### Tarea
En el texto sobre la salvación, ¿para quiénes ha sido siempre un gran interrogante el número de los que se salvan? Enuméralos todos.

### Texto proporcionado
☆ ☆ ☆ ☆
Probablemente el Evangelio de hoy fue predicado por Jesús, según los estudiosos expertos del Evangelio, en el tercer año de su vida pública. Jesús caminaba hacia Jerusalén, acompañado de sus discípulos, predicando el Evangelio por las ciudades y aldeas que recorría. Sucedió que en un lugar desconocido un oyente que escuchaba la Palabra de Jesús, a tono con su predicación o fuera de tema, le abordó con esta pregunta: “Señor, ¿serán pocos los que se salven?
La salvación era para los judíos un problema crucial que les preocupaba hondamente y sobre el que tenían ideas muy equivocadas, hasta el punto de que creían que era casi un privilegio en exclusiva para su pueblo, porque en él se revelaron y realizaron las maravillas de la salvación. Los gentiles o paganos, en cambio, que eran los pueblos no judíos, obtenían la salvación, a título de excepción, en virtud de la misericordia infinita de Dios. Esta opinión está en contra de la Sagrada Escritura y, en particular, en contra de la doctrina enseñada por Jesucristo en el Evangelio y en la Revelación de la Iglesia. A título de muestra citamos los dos textos más conocidos de San Pablo: “Dios quiere que todos los hombres se salven y lleguen al conocimiento de la verdad” (1 Tim 2,3-4). “También los gentiles son coherederos de la Promesa en Jesucristo, por el Evangelio” ( Ef 3,5-6).
El número de los que se salvan ha sido, es y será siempre el gran interrogante para todos los teólogos, predicadores, escritores, cristianos y pensadores de todos los tiempos, porque nada hay revelado sobre este particular. Es, por tanto, un misterio del amor eterno, infinito y misericordioso de Dios Padre, que nos redimió por medio de su Hijo, Jesucristo, Dios y hombre verdadero, con la fuerza de la gracia del Espíritu Santo. Nadie sabe, ni siquiera la Iglesia, el número de los que se condenan.
La pregunta del oyente anónimo: Señor, ¿serán pocos los que se salven? no me parece una simple curiosidad que tenía para conocer la opinión del profeta Jesús sobre el número de los que se salvan, para poderla constatar con la muchas variadas, contrarias y contradictorias doctrinas que cundían entonces entre los doctores y profetas del pueblo de Israel. Mas bien creo que era la manifestación de una preocupación personal que representaba el sentir popular y científico de todo el pueblo, que creía que eran muy pocos los que alcanzaban la salvación.
Jesús no contestó directamente a esta comprometida pregunta, sino que se limitó a enseñar el camino de la salvación: el esfuerzo por entrar por la puerta estrecha durante el tiempo de la vida, y no a la hora de la muerte cuando se cierra la puerta de la salvación: “Esforzaos en entrar por la puerta estrecha. Os digo que muchos intentarán entrar, y no podrán. La puerta estrecha no significa que pocos pueden entrar por ella, sino que cuesta sacrificio, pero que todo el mundo puede pasar; y el que muchos intentarán pasar y no podrán para mí significa que la vida es el tiempo para conseguir la salvación, y no la muerte con la que se cierra la posibilidad de salvarse.
☆ ☆ ☆ ☆
(Entradas de la colección)
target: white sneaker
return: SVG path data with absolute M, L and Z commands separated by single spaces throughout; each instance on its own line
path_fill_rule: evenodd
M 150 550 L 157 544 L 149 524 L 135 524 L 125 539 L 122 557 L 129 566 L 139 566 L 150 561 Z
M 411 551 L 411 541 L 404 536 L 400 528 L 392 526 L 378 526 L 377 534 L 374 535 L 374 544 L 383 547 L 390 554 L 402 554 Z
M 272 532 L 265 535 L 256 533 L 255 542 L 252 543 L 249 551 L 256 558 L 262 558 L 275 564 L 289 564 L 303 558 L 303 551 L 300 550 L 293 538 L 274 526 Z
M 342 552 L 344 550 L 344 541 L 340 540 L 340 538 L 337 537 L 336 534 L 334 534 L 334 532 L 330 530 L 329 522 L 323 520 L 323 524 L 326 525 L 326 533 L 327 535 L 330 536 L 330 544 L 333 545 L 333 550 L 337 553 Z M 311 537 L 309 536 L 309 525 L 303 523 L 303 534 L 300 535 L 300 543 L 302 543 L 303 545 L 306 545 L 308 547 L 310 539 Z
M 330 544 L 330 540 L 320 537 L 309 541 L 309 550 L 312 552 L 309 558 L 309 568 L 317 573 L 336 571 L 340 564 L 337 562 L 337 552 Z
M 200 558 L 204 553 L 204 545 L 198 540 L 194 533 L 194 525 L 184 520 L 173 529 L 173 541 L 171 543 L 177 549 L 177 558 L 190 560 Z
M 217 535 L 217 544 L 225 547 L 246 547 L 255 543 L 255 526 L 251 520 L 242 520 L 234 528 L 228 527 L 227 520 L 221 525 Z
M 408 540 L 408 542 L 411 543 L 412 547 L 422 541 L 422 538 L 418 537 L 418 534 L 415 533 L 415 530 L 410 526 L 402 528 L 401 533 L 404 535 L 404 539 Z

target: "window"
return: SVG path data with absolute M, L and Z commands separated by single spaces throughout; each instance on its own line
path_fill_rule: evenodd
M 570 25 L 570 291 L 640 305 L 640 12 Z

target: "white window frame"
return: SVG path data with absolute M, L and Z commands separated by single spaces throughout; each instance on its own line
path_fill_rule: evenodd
☆ ☆ ☆ ☆
### Respuesta
- teólogos
- predicadores
- escritores
- cristianos
- pensadores